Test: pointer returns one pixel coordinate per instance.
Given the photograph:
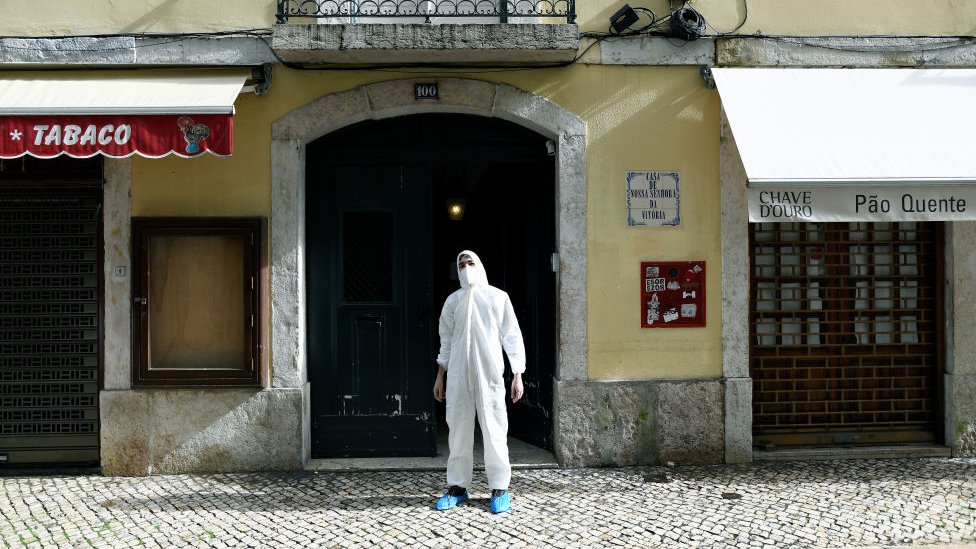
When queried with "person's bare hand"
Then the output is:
(517, 389)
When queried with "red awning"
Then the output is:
(151, 116)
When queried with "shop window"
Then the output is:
(198, 316)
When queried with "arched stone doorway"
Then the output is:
(293, 132)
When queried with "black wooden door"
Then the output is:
(368, 281)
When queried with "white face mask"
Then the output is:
(468, 276)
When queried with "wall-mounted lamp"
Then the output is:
(623, 18)
(455, 209)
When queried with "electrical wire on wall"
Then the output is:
(682, 23)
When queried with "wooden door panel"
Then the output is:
(367, 233)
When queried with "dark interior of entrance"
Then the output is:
(381, 247)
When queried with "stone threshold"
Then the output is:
(901, 451)
(522, 455)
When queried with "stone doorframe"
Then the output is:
(289, 137)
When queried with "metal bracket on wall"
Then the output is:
(707, 77)
(260, 80)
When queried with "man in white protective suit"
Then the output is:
(476, 323)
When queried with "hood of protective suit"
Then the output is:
(472, 275)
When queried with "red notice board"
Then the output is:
(672, 294)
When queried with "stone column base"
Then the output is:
(174, 431)
(620, 423)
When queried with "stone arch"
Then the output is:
(292, 132)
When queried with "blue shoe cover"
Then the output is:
(447, 501)
(501, 501)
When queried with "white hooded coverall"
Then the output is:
(476, 323)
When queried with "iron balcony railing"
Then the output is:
(352, 11)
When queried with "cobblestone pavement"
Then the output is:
(882, 503)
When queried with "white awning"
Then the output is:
(857, 144)
(852, 125)
(117, 114)
(105, 93)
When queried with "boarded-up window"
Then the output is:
(198, 301)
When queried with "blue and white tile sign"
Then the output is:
(653, 199)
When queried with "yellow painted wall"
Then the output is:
(85, 17)
(768, 17)
(638, 118)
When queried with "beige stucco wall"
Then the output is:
(638, 118)
(765, 17)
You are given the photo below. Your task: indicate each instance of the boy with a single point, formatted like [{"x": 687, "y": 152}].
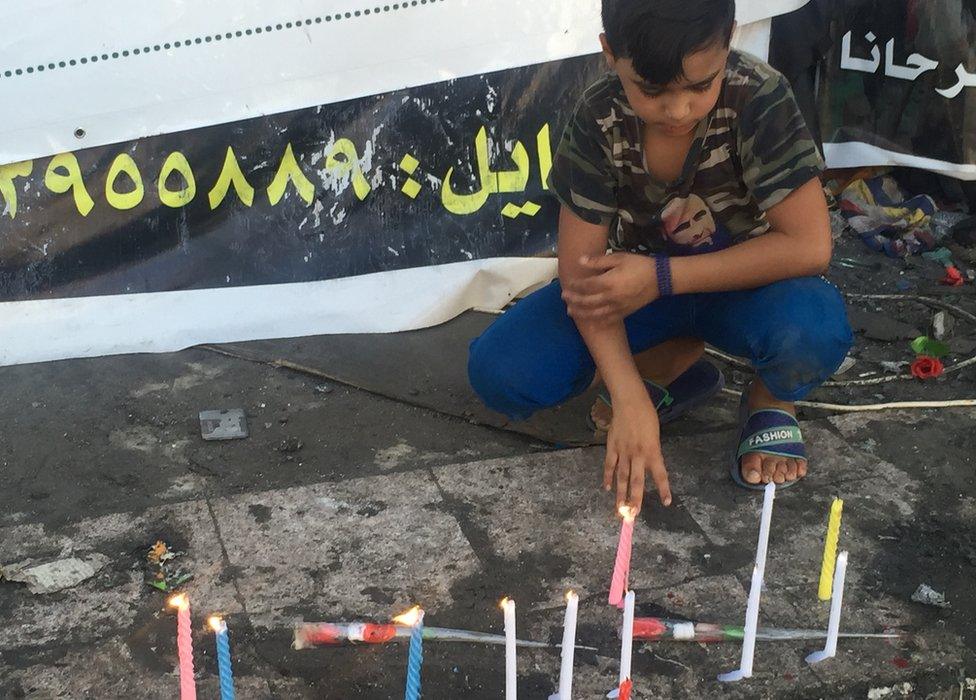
════════════════
### The problem:
List every line of the records above that contains the word "wooden", treating uppercase and lowercase as different.

### Completed task:
When queried with "black wooden door"
When queried with "wooden door panel"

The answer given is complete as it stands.